*RAW DATA*:
- - - -

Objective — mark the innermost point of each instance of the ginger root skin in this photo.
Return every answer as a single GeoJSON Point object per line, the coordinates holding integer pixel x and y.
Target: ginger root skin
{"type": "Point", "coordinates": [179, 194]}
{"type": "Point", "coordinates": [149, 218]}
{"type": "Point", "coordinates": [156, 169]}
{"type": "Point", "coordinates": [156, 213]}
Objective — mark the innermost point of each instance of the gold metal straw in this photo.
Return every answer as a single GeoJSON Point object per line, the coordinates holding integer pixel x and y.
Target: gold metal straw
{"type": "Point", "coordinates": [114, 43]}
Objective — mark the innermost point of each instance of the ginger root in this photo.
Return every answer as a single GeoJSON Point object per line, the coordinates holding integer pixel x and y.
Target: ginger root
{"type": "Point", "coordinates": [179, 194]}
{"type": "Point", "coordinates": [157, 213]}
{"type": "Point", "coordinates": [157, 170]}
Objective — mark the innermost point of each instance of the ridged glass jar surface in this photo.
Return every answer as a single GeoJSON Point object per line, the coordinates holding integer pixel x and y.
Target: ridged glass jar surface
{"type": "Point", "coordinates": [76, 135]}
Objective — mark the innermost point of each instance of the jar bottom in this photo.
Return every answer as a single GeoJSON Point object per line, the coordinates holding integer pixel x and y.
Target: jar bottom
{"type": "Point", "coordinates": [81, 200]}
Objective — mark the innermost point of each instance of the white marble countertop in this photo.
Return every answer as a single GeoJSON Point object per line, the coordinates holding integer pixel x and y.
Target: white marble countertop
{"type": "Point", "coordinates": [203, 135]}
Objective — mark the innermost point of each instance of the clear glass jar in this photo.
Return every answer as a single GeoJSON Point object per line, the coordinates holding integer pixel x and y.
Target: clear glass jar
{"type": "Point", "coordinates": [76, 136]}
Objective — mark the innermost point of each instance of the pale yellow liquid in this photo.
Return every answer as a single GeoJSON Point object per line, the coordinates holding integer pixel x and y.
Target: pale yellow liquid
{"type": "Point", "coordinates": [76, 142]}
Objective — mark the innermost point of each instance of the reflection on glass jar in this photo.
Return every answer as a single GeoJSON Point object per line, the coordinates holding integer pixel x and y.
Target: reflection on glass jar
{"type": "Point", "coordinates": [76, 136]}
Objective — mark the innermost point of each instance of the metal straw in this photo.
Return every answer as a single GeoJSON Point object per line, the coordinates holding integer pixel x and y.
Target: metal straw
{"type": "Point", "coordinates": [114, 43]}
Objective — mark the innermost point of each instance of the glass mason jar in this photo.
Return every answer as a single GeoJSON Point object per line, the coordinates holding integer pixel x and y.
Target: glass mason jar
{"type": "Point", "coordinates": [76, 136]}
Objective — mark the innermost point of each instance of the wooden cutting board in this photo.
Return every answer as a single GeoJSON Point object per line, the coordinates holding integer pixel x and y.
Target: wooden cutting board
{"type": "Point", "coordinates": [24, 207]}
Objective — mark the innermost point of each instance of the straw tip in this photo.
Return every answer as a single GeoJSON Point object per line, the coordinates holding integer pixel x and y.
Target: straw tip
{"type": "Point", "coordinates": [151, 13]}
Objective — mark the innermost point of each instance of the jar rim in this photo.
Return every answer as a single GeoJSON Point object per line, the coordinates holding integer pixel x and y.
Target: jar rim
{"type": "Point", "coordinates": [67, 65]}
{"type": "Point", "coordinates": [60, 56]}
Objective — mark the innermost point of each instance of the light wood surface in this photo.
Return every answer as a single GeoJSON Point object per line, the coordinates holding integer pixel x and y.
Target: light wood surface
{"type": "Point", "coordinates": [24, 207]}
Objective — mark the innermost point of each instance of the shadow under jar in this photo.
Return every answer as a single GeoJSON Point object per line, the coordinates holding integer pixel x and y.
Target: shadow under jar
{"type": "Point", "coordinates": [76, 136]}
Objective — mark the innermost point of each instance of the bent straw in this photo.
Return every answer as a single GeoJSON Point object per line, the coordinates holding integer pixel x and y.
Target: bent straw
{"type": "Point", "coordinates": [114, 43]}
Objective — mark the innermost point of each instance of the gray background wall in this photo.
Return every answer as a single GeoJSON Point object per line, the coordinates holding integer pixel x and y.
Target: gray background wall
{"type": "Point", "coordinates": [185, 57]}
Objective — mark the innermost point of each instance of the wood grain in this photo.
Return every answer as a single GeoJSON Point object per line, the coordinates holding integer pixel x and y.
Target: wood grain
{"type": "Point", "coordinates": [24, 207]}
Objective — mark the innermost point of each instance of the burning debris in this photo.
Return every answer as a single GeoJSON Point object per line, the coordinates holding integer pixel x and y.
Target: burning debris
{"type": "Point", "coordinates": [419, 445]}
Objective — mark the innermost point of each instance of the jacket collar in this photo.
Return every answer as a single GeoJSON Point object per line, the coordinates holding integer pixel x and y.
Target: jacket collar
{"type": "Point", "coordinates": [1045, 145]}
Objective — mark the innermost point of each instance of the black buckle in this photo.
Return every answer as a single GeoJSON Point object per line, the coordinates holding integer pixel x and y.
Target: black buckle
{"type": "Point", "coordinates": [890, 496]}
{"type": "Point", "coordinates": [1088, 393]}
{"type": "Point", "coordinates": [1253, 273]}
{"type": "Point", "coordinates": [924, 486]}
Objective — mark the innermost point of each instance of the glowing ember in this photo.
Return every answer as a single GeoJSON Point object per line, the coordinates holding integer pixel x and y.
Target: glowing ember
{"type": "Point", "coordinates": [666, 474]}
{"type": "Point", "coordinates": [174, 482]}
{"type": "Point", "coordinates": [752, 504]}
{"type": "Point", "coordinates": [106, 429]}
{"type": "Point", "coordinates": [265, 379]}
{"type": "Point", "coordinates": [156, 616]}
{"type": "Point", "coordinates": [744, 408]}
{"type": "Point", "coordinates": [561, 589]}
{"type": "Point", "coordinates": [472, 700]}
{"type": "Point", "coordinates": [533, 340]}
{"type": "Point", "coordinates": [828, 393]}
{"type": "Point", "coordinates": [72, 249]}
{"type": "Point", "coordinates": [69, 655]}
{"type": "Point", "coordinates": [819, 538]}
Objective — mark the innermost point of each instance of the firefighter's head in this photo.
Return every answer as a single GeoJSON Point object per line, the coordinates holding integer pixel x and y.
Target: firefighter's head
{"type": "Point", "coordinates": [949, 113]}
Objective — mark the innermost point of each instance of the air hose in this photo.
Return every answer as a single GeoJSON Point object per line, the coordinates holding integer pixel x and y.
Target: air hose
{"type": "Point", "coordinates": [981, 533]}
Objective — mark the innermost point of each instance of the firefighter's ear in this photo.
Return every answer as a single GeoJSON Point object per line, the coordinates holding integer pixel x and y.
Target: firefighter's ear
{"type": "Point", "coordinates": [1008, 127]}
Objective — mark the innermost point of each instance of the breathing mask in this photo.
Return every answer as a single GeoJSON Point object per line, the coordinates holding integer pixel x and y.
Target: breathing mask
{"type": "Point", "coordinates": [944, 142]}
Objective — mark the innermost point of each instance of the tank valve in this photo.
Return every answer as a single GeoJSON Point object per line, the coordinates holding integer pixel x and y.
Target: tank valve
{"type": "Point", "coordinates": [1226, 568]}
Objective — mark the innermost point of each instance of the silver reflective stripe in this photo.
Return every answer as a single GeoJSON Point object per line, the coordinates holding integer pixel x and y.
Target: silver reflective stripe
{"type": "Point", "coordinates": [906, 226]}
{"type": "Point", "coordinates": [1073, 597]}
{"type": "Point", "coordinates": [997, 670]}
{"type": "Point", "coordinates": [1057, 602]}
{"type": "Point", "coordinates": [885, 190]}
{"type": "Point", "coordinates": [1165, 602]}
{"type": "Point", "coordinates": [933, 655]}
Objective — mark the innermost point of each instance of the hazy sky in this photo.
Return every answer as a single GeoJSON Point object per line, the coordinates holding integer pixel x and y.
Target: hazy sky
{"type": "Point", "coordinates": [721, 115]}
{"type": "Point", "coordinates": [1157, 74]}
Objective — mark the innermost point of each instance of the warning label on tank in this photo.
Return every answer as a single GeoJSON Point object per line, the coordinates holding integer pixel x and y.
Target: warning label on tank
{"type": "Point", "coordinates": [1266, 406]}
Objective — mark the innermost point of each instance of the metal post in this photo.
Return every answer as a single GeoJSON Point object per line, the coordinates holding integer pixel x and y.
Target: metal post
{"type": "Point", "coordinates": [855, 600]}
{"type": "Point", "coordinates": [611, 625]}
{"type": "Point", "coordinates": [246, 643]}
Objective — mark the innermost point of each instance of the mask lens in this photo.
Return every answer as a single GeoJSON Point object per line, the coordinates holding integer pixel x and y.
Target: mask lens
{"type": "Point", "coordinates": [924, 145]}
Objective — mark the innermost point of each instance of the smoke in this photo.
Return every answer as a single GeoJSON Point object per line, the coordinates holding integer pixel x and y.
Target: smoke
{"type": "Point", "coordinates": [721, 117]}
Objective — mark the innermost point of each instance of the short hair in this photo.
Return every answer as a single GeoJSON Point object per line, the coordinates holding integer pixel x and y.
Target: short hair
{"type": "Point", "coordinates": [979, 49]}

- - - -

Return, unchanged, each line from the line containing "lens in this photo." through the last line of the material.

Objective — mark the innermost point of each instance of the mask lens in this photo.
Return every answer as a single GeoJSON Point object per line, the coordinates holding integer pixel x and y.
Target: mask lens
{"type": "Point", "coordinates": [924, 145]}
Objective — mark the innermost point of each instance of the smoke in this photo.
Return every answer as a single GeoJSON Point object per line, the coordinates holding integer pixel x and y.
Target: smoke
{"type": "Point", "coordinates": [721, 117]}
Objective — mark the innermost point of each instance of the short hair in this photo.
Return every answer as a single GeoJSON Point object per line, the coordinates holding integer pixel x and y.
Target: short hair
{"type": "Point", "coordinates": [979, 49]}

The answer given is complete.